**Extracto proporcionado**

____________________

Es común que cuando se habla del genocidio de las mujeres acusadas de brujería se acuda al argumento confortable de que fue fruto de la ignorancia medieval. Pero la evidencia confirma que contó con la venia de los intelectuales de mayor prestigio de la época, entre ellos Bacon, Hobbes o Jean Bodin, quien predicaba: “Debemos diseminar el terror entre algunas castigando a muchas”. Y así se hizo y se continúa haciendo. 

Esa estudiada y diseñada expresividad que tienen el castigo público y la estigmatización son el precio a pagar por ejercer la autorrepresentación. Y el estigma, como he dicho muchas veces, es la herramienta más útil del exterminio —material y simbólico—, ya que facilita la ubicación de determinados colectivos en un estatus jurídico-político fuera de la protección del grupo e incluso del Estado (pásense si no por los perfiles de representantes institucionales para comprobarlo). Cuando determinadas mujeres, son degradadas a la condición de “población objetivo” su vida no cuenta como vida.

____________________

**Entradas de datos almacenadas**
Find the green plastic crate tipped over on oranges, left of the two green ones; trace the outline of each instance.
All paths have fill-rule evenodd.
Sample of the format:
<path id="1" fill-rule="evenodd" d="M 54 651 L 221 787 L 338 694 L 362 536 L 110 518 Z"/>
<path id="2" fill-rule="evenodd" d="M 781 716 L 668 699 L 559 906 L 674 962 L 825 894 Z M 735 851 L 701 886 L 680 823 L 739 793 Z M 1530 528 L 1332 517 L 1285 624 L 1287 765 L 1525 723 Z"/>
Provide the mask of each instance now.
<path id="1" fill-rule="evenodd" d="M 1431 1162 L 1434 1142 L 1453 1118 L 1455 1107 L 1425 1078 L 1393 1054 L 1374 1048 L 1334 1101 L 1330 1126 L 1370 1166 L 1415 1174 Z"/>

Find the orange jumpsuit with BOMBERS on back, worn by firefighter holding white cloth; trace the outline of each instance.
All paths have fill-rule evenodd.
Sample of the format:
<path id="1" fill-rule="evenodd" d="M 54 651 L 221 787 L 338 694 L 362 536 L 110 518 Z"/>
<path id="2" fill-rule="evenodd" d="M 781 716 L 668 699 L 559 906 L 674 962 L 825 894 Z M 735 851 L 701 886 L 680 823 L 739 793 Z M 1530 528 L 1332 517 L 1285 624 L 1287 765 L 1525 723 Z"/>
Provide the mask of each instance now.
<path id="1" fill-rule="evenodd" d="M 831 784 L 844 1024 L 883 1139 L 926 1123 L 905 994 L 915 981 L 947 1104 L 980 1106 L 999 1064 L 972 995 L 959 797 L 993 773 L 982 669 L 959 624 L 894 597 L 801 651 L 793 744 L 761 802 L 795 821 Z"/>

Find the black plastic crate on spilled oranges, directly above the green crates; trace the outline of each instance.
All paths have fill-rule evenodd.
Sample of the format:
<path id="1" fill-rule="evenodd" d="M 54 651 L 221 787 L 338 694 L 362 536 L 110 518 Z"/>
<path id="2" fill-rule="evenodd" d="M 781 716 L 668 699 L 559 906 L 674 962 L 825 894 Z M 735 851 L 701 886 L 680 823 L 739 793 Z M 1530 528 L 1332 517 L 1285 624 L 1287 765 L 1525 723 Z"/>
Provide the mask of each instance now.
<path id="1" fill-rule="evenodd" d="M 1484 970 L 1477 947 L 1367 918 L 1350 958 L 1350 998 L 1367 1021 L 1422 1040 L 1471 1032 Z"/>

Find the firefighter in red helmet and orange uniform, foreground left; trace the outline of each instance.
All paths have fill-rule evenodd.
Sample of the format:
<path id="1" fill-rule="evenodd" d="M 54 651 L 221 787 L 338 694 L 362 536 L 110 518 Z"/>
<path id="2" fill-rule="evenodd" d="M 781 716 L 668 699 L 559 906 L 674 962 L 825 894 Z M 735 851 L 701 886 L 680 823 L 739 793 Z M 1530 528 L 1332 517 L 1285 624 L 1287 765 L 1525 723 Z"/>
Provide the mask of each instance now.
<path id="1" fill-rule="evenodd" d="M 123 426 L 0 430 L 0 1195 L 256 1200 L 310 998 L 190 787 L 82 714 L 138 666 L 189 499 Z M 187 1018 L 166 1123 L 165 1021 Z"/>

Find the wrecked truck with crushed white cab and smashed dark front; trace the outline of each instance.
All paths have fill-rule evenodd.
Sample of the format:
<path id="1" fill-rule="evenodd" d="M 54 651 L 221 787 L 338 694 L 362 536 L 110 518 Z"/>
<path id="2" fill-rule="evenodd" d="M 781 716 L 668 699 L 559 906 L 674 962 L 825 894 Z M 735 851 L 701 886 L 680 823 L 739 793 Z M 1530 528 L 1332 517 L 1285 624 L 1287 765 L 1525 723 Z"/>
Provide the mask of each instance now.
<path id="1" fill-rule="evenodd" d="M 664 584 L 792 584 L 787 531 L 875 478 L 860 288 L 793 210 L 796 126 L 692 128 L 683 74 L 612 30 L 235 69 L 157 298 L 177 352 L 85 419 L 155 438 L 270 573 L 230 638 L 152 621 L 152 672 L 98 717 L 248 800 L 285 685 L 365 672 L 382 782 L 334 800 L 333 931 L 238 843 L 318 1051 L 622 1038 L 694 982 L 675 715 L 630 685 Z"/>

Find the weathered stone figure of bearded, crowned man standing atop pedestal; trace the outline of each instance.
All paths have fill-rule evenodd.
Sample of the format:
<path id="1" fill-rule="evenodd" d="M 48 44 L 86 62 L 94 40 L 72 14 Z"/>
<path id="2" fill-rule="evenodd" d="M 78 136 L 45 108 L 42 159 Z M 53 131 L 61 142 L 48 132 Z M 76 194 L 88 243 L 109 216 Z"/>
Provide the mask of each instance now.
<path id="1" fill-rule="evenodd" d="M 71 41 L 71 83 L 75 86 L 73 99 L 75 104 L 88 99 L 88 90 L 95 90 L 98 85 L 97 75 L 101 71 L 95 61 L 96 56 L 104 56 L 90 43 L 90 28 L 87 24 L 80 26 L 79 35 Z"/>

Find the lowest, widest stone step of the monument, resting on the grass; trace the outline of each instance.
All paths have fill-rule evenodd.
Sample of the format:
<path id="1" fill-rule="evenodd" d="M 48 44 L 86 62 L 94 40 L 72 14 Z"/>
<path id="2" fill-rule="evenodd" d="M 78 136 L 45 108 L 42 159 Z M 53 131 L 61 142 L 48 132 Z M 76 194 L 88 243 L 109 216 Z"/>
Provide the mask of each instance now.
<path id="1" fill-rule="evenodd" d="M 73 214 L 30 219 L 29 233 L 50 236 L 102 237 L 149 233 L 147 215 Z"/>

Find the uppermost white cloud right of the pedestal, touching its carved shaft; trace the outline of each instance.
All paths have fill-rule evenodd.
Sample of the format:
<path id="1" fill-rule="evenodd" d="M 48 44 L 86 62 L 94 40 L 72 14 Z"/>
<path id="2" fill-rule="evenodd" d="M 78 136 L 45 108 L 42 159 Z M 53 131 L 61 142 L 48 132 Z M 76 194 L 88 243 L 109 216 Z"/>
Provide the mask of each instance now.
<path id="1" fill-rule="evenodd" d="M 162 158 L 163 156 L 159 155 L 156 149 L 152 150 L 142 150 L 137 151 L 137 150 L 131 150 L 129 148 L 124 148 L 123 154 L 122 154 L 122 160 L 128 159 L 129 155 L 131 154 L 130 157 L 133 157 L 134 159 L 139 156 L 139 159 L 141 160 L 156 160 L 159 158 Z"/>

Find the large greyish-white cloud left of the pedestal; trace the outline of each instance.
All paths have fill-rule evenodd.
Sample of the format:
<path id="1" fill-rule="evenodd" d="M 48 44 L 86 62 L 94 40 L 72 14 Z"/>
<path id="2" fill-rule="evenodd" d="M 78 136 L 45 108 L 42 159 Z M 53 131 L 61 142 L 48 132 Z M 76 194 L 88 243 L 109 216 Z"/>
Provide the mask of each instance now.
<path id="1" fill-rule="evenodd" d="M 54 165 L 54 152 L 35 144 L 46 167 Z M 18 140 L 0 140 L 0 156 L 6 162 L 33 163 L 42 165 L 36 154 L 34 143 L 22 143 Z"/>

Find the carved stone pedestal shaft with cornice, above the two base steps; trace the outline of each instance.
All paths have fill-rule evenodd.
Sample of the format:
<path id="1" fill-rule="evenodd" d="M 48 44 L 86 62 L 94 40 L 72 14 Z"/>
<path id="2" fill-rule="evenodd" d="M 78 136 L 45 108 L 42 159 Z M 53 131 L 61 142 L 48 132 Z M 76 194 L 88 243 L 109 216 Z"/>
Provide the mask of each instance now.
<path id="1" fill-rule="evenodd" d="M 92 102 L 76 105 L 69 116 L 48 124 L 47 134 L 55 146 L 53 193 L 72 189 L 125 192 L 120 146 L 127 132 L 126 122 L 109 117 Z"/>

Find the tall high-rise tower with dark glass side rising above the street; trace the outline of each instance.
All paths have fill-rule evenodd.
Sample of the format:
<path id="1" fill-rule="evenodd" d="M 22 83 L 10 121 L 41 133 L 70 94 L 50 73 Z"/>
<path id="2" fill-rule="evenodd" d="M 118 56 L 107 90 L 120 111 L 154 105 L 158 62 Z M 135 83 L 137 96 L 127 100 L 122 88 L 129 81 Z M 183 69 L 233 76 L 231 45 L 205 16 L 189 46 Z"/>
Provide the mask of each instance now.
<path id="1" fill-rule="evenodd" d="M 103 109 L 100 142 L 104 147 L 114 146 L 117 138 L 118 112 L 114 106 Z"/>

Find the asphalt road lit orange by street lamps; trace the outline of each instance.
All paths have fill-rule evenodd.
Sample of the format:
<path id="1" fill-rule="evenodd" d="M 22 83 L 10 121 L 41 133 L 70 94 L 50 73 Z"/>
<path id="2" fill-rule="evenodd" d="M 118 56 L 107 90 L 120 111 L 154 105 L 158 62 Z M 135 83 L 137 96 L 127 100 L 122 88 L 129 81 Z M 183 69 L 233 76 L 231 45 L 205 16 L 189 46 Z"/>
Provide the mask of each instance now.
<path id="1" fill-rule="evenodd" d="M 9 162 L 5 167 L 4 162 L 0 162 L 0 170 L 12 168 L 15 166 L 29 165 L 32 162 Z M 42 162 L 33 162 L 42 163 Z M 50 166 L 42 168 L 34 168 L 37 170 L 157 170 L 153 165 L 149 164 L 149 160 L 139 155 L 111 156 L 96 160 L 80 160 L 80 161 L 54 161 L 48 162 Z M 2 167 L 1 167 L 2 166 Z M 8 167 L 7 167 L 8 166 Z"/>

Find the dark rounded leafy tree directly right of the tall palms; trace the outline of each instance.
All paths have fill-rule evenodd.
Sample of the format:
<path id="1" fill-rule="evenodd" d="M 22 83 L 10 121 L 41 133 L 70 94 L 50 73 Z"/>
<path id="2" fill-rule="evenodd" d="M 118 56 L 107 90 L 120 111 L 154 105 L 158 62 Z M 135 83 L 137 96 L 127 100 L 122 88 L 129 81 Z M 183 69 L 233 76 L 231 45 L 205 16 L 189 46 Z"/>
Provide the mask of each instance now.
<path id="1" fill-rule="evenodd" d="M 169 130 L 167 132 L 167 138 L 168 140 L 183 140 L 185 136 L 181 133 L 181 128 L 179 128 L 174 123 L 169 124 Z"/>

____________________

**Requisitos**
Por favor, actualiza el fragmento del texto sobre las mujeres acusadas de brujería que empieza en "Es común que" y termina en "se continúa haciendo.", y escríbelo de nuevo con "pensadores" en lugar de "intelectuales".

**Resultado**
Es común que cuando se habla del genocidio de las mujeres acusadas de brujería se acuda al argumento confortable de que fue fruto de la ignorancia medieval. Pero la evidencia confirma que contó con la venia de los pensadores de mayor prestigio de la época, entre ellos Bacon, Hobbes o Jean Bodin, quien predicaba: “Debemos diseminar el terror entre algunas castigando a muchas”. Y así se hizo y se continúa haciendo.